▸ **Document excerpt**:

■ ■ ■ ■ ■

Germany's government supports the participation of religious leaders in the UN World Humanitarian Summit in Istanbul. Terrorism, displacement and lack of safe access to nutrition and health care are on the agenda.
Many religions proclaim their miracles. But is faith capable of driving economic development in poor countries, helping refugees start new lives and denying terror groups a foothold?
Donors and world leaders, German Chancellor Angela Merkel among them, will be asking that question when they meet in Istanbul for the UN World Humanitarian Summit on May 23. In convening the unparalleled global gathering, UN Secretary-General Ban Ki-moon said civilization was facing the largest humanitarian catastrophe since World War II.
Religion is at the top of the agenda. At a special session on Monday, selected faith leaders will tell world leaders and NGOs just what role they can play in dealing with a number of humanitarian crises. German Economic Development and Cooperation Minister Gerd Müller will be among those participating. "Religious leaders enjoy great respect in many countries," Müller told DW. "We have to use this potential without losing sight of the fact that religion is also used to justify violence and terrorism."
In an effort to fight terror, Müller's ministry has launched the International Partnership on Religion and Sustainable Development. "Religious communities do a great deal of important work throughout the world when it comes to health services, education, nutrition and caring for refugees," Müller said. About 80 percent of the world's population professes a faith. "That is why you can only make progress with, and not opposed to, various religions on a lot of subjects," Müller said.

■ ■ ■ ■ ■

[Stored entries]

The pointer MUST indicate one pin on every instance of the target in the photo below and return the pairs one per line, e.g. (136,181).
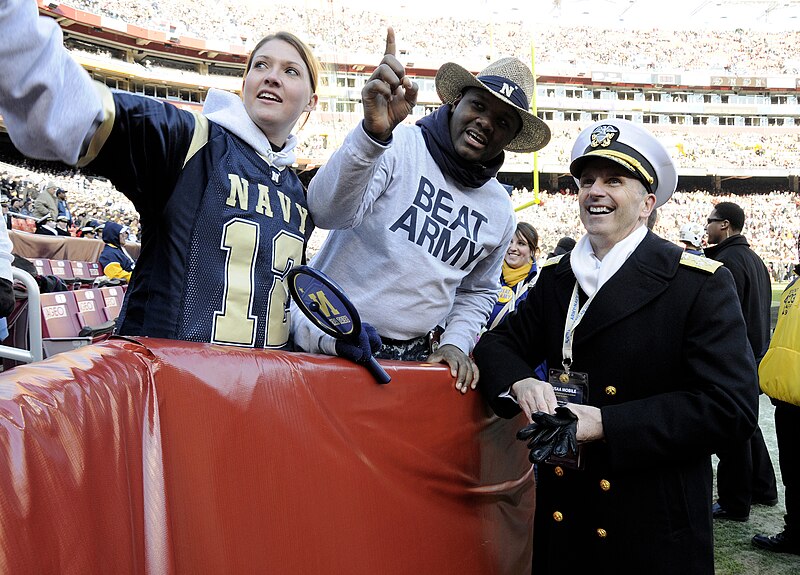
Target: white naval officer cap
(631,146)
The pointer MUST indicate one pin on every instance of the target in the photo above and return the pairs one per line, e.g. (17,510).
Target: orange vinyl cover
(157,456)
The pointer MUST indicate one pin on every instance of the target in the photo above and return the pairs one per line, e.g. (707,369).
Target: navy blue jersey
(221,227)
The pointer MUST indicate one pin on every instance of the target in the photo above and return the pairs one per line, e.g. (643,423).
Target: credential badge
(603,136)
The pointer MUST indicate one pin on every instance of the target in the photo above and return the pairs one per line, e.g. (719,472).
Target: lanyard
(575,314)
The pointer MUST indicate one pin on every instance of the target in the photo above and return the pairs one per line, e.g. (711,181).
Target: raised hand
(389,95)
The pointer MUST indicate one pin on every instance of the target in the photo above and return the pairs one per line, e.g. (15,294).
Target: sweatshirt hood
(227,110)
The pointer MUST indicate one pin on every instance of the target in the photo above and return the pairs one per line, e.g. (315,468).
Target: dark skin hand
(389,95)
(461,366)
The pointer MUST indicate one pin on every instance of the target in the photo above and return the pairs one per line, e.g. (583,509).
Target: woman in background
(519,272)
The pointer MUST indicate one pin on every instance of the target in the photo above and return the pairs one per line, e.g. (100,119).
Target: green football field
(733,552)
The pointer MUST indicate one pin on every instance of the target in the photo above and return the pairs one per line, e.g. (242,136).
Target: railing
(35,352)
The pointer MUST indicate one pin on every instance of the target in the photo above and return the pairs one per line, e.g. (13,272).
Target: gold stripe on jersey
(199,137)
(699,262)
(104,131)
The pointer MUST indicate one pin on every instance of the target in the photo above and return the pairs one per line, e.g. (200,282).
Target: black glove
(368,343)
(550,434)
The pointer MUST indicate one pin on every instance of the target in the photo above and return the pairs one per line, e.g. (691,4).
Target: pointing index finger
(391,46)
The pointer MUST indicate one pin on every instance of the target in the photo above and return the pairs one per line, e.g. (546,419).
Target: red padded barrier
(194,458)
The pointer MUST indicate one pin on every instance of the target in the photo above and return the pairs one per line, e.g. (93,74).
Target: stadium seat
(60,323)
(42,267)
(112,298)
(23,224)
(91,307)
(85,270)
(62,269)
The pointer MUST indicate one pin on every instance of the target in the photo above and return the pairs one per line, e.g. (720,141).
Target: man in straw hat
(420,221)
(648,354)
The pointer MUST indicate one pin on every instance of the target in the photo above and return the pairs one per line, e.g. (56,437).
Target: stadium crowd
(354,30)
(772,224)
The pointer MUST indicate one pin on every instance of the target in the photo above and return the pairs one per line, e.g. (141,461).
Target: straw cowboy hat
(631,146)
(509,80)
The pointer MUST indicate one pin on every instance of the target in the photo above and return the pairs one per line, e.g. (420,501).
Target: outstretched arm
(389,95)
(48,102)
(358,172)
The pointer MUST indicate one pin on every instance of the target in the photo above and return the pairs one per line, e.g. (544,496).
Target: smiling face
(612,203)
(277,89)
(519,252)
(481,125)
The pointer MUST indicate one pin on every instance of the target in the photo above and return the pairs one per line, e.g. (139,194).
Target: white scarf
(591,272)
(227,110)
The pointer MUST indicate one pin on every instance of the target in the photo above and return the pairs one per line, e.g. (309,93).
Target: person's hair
(530,234)
(731,212)
(302,48)
(652,218)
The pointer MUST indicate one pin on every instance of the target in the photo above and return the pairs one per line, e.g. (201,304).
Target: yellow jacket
(779,372)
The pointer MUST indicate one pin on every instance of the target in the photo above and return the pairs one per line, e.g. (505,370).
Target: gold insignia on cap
(602,136)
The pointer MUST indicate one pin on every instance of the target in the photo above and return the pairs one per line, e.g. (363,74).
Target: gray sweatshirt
(411,247)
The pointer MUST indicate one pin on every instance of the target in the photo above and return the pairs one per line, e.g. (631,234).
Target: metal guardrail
(35,352)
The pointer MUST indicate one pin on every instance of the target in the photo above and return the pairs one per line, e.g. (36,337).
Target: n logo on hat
(603,136)
(507,89)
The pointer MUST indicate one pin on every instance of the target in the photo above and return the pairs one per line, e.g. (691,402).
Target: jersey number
(236,324)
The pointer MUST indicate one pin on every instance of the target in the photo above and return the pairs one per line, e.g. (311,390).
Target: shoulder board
(552,261)
(700,263)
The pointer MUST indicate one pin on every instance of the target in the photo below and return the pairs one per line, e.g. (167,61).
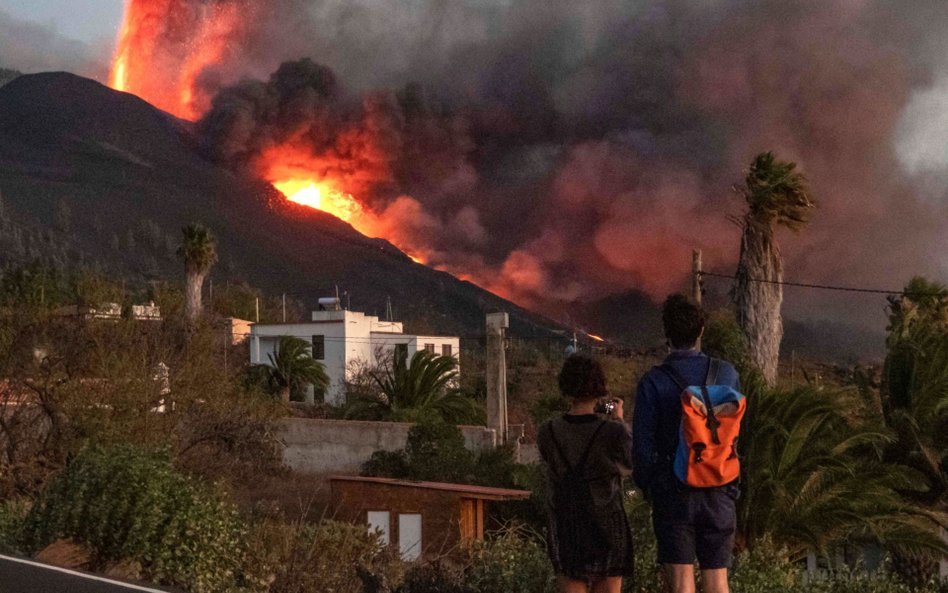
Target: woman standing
(589,540)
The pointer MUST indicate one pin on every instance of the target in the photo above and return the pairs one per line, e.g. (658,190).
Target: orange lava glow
(164,47)
(164,73)
(309,192)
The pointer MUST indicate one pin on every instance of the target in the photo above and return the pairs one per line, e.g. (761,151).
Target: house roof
(483,492)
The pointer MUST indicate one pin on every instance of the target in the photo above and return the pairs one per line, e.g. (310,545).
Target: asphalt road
(26,576)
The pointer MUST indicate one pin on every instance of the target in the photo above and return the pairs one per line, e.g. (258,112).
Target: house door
(409,536)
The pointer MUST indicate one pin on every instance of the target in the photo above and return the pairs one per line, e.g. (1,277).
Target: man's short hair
(582,377)
(683,321)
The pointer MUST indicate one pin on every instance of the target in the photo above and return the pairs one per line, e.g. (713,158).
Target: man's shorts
(695,524)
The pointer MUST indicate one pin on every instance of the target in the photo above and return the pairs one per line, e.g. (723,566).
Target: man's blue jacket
(656,419)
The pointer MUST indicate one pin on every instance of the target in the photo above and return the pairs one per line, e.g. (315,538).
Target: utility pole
(497,323)
(696,283)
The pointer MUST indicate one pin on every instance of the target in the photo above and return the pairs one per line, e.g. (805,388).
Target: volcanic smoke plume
(555,151)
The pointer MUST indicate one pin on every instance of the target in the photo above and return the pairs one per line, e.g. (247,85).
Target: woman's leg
(607,585)
(568,585)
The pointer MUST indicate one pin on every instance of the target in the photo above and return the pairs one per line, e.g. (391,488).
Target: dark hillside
(93,177)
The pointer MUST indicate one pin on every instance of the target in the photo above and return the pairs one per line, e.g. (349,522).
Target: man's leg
(568,585)
(715,528)
(714,580)
(679,578)
(607,585)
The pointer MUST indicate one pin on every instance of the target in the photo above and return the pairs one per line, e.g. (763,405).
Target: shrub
(129,504)
(325,558)
(12,517)
(511,562)
(647,578)
(433,578)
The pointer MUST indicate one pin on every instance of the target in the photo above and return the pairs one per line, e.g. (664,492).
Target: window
(319,347)
(409,536)
(401,351)
(380,522)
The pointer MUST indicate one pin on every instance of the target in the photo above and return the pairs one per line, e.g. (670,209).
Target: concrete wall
(342,446)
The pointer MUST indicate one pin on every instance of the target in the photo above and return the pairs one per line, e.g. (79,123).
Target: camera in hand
(605,406)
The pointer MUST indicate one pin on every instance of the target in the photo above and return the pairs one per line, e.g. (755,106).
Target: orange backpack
(710,425)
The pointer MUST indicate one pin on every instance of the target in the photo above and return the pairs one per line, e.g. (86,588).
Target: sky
(89,21)
(602,125)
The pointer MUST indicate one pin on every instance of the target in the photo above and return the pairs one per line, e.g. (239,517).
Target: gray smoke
(599,140)
(31,47)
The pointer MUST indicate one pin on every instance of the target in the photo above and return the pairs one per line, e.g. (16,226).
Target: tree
(776,194)
(815,478)
(292,367)
(199,251)
(422,390)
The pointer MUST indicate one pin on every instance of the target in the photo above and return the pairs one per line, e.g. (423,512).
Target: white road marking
(81,574)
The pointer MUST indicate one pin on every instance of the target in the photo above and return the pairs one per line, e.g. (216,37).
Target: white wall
(341,446)
(351,339)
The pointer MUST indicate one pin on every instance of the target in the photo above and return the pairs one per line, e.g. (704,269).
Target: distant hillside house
(345,342)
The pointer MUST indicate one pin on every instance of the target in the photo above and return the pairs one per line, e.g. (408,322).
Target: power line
(829,287)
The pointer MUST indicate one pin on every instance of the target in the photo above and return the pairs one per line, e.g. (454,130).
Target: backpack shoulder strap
(714,369)
(582,458)
(674,375)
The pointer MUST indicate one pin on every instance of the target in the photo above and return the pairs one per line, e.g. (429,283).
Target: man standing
(690,523)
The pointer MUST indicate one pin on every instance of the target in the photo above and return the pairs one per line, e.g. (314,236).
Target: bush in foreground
(130,504)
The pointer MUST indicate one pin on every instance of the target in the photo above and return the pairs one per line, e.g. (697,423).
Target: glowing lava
(164,47)
(316,195)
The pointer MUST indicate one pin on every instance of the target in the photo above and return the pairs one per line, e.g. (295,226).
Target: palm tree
(199,251)
(815,478)
(292,367)
(776,194)
(422,390)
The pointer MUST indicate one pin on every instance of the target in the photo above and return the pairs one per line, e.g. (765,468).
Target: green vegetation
(127,504)
(828,469)
(293,368)
(776,194)
(423,389)
(199,252)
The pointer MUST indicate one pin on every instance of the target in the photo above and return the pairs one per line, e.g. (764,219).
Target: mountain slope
(97,177)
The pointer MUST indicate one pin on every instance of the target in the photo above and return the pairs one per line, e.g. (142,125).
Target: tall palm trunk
(193,286)
(758,295)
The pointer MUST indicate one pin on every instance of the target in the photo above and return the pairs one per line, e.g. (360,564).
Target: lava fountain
(165,45)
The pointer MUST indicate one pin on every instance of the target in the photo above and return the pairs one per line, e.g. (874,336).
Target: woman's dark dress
(609,460)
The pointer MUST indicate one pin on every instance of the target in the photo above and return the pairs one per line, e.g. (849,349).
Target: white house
(344,341)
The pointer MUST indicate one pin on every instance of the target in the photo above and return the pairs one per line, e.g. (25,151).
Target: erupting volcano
(166,53)
(555,154)
(165,45)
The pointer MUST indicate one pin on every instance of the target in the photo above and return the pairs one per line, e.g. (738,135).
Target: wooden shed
(420,517)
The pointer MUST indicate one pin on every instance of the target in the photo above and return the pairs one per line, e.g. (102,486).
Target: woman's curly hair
(582,377)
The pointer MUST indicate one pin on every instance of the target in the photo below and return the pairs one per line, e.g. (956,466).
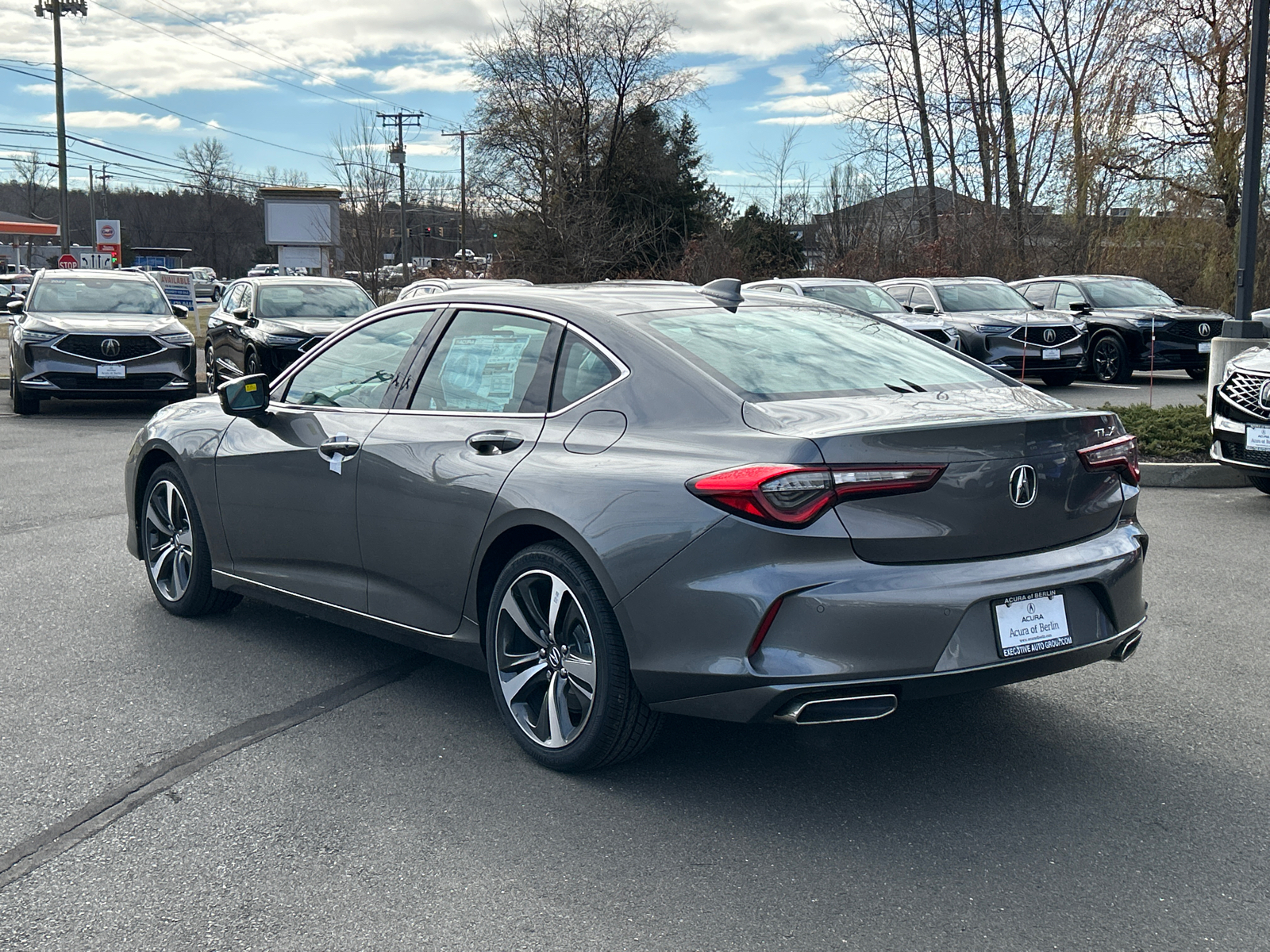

■ ■ ■ ■ ■

▸ **What you are asked to do**:
Carry on the report on faith leaders at the UN World Humanitarian Summit, starting after its final sentence. The listing is separate material and is not part of the text.

▸ **Answer area**:
Islamic aid organizations in Germany have been open to the minister's initiatives. "The German government is undoubtedly happy that we exist," said Nuri Köseli, the spokesman for Islamic Relief Deutschland. "We have helped a lot in Syria."
The Development Ministry has also worked with the ecclesiastical relief organizations Bread for the World and Misereor for over 50 years and donates about 200 million euro ($227 million) annually toward their projects.
Another summit participant is the Aga Khan Development Network, which has about 80,000 employees and an annual budget of $625 million (550 million euros). It has been led by the Nizari-Ismailis Shiite cleric Aga Khan for the past 60 years.
Despite all efforts to facilitate dialogue and cooperation, a rift has emerged in the various religious camps - even at the World Humanitarian Summit. The International Islamic Relief Organization of Saudi Arabia was excluded from the conference. Founded in 1979 according to a Saudi royal decree, the organization is indeed involved in developmental aid, but it also finances the building of mosques and, according to the UN, is suspected of supporting extremists.
Fighting Ebola together
Islamic Relief Deutschland is one of the biggest donors to the international umbrella organization Islamic Relief Worldwide. Through its national associations and partner offices, IRW is active in 40 countries. In 2014, the association had some 113 million euros on hand for its projects. The British and Swedish Development ministries, UN aid organizations, the European Union, the Lutheran World Federation and the Catholic Agency for Overseas Development (CAFOD) are among IRW's partners.
A shared report by CAFOD and IRW describing the fight against Ebola in West Africa illustrates just how important cooperation among religious leaders can be in crisis zones. Making a religious case, Muslim and Christian clerics did something that national authorities and UN organizations had been unable to: They changed traditional burial rites, thus helping to stop the spread of the epidemic. Until that point, bodily contact with infected corpses had greatly increased the spread of Ebola.
According to the "Keeping the Faith" report by CAFOD, IRW, Christian Aid and Tearfund, a member of the Ebola Task Force said that "Sierra Leone would have saved more lives and more money had religious leaders been engaged at an earlier stage of the disease outbreak."